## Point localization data
↓↓↓
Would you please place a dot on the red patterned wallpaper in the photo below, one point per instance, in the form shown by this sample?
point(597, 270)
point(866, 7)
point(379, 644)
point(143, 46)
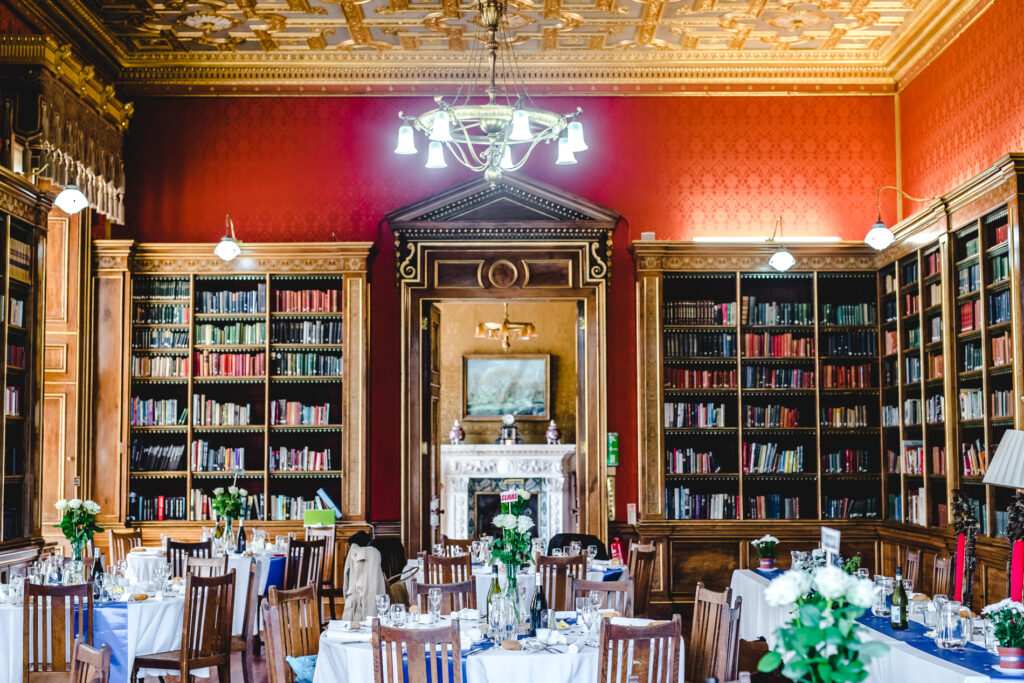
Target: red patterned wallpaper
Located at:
point(309, 169)
point(967, 109)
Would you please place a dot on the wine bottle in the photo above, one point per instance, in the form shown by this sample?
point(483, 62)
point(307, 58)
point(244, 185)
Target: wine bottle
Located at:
point(538, 608)
point(899, 602)
point(240, 545)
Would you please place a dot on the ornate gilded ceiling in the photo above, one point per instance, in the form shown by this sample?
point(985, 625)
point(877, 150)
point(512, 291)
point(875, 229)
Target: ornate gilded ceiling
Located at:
point(607, 44)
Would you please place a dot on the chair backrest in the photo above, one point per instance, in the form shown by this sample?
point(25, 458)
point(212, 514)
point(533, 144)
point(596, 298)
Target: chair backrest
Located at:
point(52, 615)
point(426, 650)
point(207, 566)
point(641, 566)
point(206, 629)
point(304, 563)
point(454, 596)
point(298, 614)
point(911, 567)
point(121, 543)
point(89, 665)
point(941, 571)
point(714, 646)
point(647, 652)
point(330, 536)
point(178, 552)
point(617, 595)
point(446, 569)
point(556, 574)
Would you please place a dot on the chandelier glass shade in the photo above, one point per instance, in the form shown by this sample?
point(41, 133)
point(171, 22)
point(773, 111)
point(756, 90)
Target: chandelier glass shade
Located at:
point(498, 134)
point(506, 331)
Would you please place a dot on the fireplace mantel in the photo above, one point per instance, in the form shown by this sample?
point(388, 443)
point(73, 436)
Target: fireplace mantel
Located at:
point(550, 465)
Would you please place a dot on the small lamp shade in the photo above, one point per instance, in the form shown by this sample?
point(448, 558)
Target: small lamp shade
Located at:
point(1007, 466)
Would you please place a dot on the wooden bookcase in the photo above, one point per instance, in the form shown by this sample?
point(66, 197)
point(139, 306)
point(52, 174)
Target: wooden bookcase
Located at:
point(218, 364)
point(23, 231)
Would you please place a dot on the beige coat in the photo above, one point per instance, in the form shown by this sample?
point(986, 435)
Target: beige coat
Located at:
point(364, 582)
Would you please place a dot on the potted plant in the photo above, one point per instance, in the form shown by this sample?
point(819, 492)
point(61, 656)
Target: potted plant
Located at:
point(766, 551)
point(821, 640)
point(1008, 617)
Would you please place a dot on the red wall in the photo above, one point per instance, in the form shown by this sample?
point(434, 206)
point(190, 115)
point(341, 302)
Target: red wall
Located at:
point(317, 168)
point(967, 109)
↑↑↑
From the line that contains "point(41, 133)" through the final line of the entries above, every line must be reproduced exactly and nothing more.

## Solution to this task
point(41, 133)
point(171, 22)
point(773, 111)
point(756, 90)
Target: chandelier glass shade
Located at:
point(498, 134)
point(506, 331)
Would you please place a dot on the fireplace mantel in the photo above, one point per instance, in the form shown by this sample?
point(388, 443)
point(73, 436)
Target: fireplace mantel
Located at:
point(550, 465)
Would you please place a dot on the small lamp shade in the photo above, one point per instance, in the form shown by this sample?
point(448, 558)
Target: small lamp shade
Located at:
point(1007, 466)
Would you please place a dot on the wooden bookcase in the photo above, one point per instance, in the form shown by this sample?
point(66, 197)
point(139, 306)
point(52, 174)
Target: wooden bookcase
Located at:
point(218, 364)
point(23, 231)
Would you please place a dot on the beige coat in the photo above, one point per instance, in the form shown by this sample?
point(986, 435)
Target: beige coat
Located at:
point(364, 582)
Would you please place a dot on the potted plant in the photo above, one point per instance, in the form shown by this sample?
point(819, 492)
point(61, 656)
Target: potted plant
Located at:
point(766, 551)
point(821, 640)
point(1008, 617)
Would you please place a dot on the red wall in the photo above, one point per instance, in the form shown by this sample?
point(434, 206)
point(190, 115)
point(341, 302)
Target: red wall
Located at:
point(317, 168)
point(967, 109)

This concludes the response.